(Data rows):

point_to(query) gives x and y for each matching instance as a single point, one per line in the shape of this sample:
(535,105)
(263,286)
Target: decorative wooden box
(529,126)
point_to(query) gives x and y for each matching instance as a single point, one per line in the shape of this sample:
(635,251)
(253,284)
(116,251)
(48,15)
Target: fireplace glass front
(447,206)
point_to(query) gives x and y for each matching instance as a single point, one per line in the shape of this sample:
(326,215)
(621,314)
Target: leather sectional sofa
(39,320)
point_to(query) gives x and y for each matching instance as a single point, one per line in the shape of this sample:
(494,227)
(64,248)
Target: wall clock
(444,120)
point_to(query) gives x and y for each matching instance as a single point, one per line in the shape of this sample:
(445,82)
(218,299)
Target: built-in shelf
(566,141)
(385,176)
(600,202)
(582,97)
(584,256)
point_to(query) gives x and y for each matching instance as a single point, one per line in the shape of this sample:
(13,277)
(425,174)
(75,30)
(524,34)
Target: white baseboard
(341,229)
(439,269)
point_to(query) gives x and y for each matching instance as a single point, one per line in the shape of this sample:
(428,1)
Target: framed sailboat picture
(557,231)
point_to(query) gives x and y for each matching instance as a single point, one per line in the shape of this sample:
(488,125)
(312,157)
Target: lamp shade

(Exercise directions): Return every entry exactly as given.

(Result):
point_to(query) gives x and y for each matching instance as a single point, one per line in the shape of this sample:
(535,105)
(263,286)
Target: decorative wooden box
(529,126)
point_to(query) gives x and y for each matching instance as a single point, one per line in the shape of this sample:
(635,251)
(253,284)
(116,251)
(48,15)
Target: fireplace glass front
(447,206)
point_to(query) gives x and y for each matching instance as a single point, one per line in the shape of this sample:
(326,215)
(621,314)
Target: leather sectional sofa
(39,320)
point_to(query) gives x and y for each matching instance as a single point, one per line in the shape of this sample:
(494,227)
(64,248)
Target: wall clock
(444,120)
point_to(query) gives x and y for each matching instance as a single point, one per line in the shape of this sample:
(445,82)
(218,299)
Target: built-in shelf
(566,141)
(385,176)
(600,202)
(582,97)
(584,256)
point_to(query) gives x and y for each matching instance as a single point, one per line in the shape of this sample:
(13,277)
(425,174)
(75,30)
(524,34)
Target: white baseboard
(341,229)
(439,269)
point_to(query) gives x and y for each matching instance as a single point, one per line in the shape of this sample:
(428,1)
Target: framed sailboat picture
(557,231)
point_to(query) gives x and y for each matching instance as a single point, one per line in the shape of this sample:
(488,125)
(312,157)
Target: lamp shade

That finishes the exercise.